* _DIRECTIONS_
Pick up the article on boxer Ginny Fuchs and her OCD after its final paragraph and keep writing.

* _READING TEXT_
For millions of Americans, Obsessive-Compulsive Disorder (OCD) is a debilitating disease that has the ability to consume one’s life. For one Olympic hopeful, Virginia “Ginny” Fuchs, OCD has become her biggest rival.
With the 2020 Olympics almost exactly a year away, Fuchs is battling more than her boxing opponents. For 20 years, the 31-year old has had OCD, which recently got so debilitating that she needed inpatient treatment, for the second time in her life.
She is at the top of her game, having enjoyed a 17-0 record in 2017 and capturing the bronze medal in the flyweight at the World Championships in 2018. The real fight begins when she steps out of the ring.
Fuchs is obsessed with contamination and cross-contamination like no other “germophobe.” She spends hours cleaning anything that might have been exposed to germs.
“My mind is constantly thinking, ‘What did that touch?’” Fuchs told The New York Times.
Typically boxing is not the sport you want to pursue if you are worried about germs. Blood, sweat, and saliva of your opponents is most likely to land on you during a match or sparring.
However, for Fuchs, she is so hyper-focused during her matches that she says it’s the only time when OCD doesn’t affect her. But outside the ring, it’s a huge battle for her.
At the height of her OCD, she would go to Walmart three times a day for cleaning supplies. The Assistant U.S. Boxing Coach, Kay Kumura, opened the trunk of her car one day to find her disposing of things that had “touched something else.”
Her sister has found hundreds of latex gloves and unopened tissue boxes in her garbage. And her mom shared, “She’ll buy flip-flops, wear them for an hour, and throw them away.”
Fuchs cleaning has been beyond obsessive, often leaving her with only 3 hours of sleep a night and trying to function as a high-level athlete.
“It made no sense in my clear mind,” Fuchs admitted. “But in my O.C.D. mind, it had to be done or I couldn’t move on with my day.”

* _Natural-language object grounding data_
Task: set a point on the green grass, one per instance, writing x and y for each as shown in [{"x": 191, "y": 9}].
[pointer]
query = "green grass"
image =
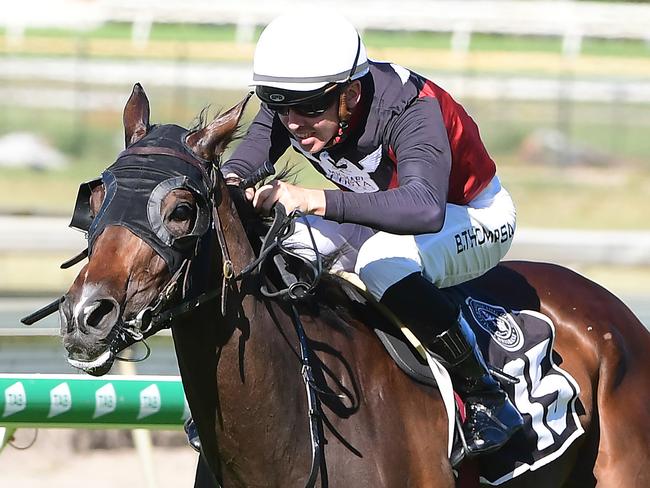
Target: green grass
[
  {"x": 373, "y": 39},
  {"x": 549, "y": 193}
]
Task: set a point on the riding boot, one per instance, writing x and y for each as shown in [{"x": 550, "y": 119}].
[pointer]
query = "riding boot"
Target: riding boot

* _EXPECTED ANSWER_
Every athlete showers after playing. But Fuchs’ pre-shower cleaning took an hour to wipe down the shower from germs, and another 3-4 hours sanitizing her body with multiple bottles of shower gel and at least a bar of soap. To top it off, she spent half an hour brushing her teeth with 9 toothbrushes. Her dentist warned her that she could brush the enamel off of her teeth.
Her teammates saw her OCD as well. Whether it was noticing that she put her hands in her sleeves when doing pushups on the mats, or standing on her shoes before weigh-ins to avoid touching the mats, it became obvious she had a severe disorder.
Her teammate Claressa Shields, Olympic middle-weight champion saw Fuchs at her worst. When her other teammate Mikaela Mayer’s shoe touched Fuchs, “Ginny freaked all the way out,” Shields explained. “She ran to a shower and we didn’t hear from Ginny for a couple of hours.”
She is working with three psychologists who are providing her with goals and strategies to combat her OCD. “Sometimes I’m able to be strong and do what we planned,” Fuchs said, but on other days, she still struggles.
But like the best coaches and teammates, they believe in Fuchs. “Ginny can definitely beat this O.C.D. thing,” Shields believes. “She wants to beat it. But just like you won in boxing, you got to get prepared. You got to take steps and make small goals.”
We hope that the support of the U.S. Women’s Olympic Boxing team and her extreme talent will propel Ginny Fuchs to overcome her OCD and end up on the podium in the 2020 Tokyo Olympics.